ACTIVITY:
Search for the word "step" in the entries. Each line that holds it should be copied.

[Items from a data source]
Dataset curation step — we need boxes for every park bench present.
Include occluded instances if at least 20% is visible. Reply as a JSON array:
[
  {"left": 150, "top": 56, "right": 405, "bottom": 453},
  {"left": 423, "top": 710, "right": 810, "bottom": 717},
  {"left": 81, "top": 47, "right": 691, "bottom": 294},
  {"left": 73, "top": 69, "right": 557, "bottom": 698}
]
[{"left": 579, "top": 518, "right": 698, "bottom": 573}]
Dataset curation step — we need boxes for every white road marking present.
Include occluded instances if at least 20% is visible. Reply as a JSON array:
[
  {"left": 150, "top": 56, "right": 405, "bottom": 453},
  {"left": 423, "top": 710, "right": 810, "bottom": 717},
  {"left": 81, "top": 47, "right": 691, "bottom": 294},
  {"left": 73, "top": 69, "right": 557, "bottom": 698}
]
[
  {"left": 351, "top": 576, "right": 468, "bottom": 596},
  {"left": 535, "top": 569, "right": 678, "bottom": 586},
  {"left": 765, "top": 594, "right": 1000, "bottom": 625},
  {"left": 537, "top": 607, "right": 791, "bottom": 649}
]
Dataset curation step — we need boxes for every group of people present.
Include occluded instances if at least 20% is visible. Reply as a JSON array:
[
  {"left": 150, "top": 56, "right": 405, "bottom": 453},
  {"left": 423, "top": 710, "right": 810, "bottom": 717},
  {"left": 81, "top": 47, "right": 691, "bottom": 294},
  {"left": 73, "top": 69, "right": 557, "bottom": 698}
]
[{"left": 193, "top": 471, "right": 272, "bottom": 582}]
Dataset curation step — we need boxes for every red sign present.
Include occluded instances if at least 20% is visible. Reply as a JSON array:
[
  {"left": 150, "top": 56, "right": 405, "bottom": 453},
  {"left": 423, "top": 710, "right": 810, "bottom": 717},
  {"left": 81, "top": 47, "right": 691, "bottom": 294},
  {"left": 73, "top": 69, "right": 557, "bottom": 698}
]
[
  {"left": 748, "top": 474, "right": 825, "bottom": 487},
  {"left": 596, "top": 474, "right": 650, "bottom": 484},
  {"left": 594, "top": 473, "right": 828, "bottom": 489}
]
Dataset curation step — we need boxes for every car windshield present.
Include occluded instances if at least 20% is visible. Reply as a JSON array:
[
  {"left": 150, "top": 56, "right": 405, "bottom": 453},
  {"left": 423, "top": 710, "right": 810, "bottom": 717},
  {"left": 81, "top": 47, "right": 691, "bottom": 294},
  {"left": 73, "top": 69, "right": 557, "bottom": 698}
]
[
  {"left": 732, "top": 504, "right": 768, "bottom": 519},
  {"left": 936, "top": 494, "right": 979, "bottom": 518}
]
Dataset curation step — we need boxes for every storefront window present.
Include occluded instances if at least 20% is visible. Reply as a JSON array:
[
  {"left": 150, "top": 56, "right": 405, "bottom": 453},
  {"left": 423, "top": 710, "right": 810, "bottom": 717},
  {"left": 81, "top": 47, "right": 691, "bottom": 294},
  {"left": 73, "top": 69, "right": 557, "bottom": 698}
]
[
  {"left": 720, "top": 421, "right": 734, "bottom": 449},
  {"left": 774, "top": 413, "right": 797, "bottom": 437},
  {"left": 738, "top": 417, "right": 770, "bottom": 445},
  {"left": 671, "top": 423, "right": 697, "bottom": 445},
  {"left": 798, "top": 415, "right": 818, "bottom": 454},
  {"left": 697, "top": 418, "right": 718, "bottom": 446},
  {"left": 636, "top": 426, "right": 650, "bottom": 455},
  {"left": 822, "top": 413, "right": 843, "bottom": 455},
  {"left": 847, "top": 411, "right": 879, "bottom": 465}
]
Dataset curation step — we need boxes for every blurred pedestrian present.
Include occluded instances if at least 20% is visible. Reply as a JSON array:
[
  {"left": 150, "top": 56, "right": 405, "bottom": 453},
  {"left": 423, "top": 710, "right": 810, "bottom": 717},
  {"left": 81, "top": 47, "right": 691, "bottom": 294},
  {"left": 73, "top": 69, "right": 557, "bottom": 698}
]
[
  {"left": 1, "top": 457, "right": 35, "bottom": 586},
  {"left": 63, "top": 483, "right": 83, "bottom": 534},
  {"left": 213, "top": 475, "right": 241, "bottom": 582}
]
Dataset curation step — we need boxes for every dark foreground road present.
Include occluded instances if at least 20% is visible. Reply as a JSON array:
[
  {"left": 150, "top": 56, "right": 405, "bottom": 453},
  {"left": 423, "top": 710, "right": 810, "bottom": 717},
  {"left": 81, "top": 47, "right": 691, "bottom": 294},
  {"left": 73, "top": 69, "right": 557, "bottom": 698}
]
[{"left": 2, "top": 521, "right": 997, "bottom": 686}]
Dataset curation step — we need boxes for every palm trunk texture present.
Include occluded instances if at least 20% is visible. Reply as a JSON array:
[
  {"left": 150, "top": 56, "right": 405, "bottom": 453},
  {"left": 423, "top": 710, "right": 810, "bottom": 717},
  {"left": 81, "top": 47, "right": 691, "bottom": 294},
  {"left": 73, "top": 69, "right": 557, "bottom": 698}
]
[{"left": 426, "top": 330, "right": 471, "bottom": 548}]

ANSWER TO THE PROBLEM:
Dataset curation step — we need boxes for every park bench present.
Dataset curation step — we need boxes for every white road marking present.
Dataset curation step — we need boxes for every group of people present.
Dataset curation step — we need boxes for every red sign present.
Dataset curation step — we need boxes for every car windshield present.
Dataset curation step — we need boxes for every storefront window present.
Dataset curation step — we need boxes for every blurred pedestrian present.
Dataset curation step — we need boxes for every dark foreground road present.
Dataset curation step — we need boxes for every palm trunk texture present.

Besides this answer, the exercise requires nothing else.